## WORK TASK
Please show every line from the entries that carries the word "palm".

## Source records
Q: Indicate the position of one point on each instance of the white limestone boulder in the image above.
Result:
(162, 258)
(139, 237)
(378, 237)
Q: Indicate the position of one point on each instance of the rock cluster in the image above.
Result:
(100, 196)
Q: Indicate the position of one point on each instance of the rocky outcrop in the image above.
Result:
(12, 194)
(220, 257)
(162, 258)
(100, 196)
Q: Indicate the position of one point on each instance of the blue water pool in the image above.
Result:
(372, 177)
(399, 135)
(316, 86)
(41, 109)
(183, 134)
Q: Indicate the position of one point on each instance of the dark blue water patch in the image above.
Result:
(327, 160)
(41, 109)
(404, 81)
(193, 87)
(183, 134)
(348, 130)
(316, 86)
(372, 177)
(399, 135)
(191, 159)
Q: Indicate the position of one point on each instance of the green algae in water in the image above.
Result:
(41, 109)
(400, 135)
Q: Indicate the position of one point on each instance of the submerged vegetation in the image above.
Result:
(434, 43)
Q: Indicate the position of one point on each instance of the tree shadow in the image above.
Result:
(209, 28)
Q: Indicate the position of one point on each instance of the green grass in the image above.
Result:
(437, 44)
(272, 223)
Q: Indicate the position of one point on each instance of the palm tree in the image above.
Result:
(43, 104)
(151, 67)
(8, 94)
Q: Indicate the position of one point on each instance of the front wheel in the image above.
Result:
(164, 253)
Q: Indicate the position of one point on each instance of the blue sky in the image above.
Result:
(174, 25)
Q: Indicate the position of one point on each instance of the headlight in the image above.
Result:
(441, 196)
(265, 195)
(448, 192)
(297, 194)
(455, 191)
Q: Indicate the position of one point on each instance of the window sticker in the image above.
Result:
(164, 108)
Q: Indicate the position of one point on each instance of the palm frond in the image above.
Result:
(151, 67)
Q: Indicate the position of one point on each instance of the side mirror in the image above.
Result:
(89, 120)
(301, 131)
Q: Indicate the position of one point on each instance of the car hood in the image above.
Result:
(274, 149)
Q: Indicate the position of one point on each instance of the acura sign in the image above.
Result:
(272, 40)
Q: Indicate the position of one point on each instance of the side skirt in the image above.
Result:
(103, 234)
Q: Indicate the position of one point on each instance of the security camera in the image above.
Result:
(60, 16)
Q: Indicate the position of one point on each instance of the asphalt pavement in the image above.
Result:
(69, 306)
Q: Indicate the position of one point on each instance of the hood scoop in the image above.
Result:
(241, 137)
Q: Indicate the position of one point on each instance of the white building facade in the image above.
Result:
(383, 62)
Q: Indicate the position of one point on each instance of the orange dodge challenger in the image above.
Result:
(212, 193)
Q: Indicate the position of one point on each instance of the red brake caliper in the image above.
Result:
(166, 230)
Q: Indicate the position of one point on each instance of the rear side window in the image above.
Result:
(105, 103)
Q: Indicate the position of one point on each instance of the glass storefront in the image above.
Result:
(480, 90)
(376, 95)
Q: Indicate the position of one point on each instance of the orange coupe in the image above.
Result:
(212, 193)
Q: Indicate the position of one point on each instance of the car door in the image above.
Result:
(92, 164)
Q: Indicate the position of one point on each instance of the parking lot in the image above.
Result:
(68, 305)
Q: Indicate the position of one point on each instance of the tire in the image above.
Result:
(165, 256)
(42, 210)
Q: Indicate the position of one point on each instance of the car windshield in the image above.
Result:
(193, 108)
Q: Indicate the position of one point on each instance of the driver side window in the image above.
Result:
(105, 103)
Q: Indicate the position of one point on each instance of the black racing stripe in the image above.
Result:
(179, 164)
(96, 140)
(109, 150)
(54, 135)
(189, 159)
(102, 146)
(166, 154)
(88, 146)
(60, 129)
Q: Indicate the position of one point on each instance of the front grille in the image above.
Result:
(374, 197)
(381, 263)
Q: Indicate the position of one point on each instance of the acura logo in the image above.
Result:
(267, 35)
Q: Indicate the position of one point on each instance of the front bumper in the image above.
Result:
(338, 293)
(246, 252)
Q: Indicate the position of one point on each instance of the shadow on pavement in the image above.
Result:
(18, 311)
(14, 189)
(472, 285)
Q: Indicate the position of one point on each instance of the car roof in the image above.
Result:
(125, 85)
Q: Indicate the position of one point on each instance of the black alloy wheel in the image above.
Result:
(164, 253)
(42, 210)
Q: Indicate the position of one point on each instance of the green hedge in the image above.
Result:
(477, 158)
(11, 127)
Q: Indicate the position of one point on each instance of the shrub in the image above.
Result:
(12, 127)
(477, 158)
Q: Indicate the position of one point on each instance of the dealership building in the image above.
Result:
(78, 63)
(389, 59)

## SOLUTION BELOW
Q: Indicate the position of one point on each instance of the palm tree in the image above.
Q: Indicate the position of one point on each instance of the palm frond in the image above.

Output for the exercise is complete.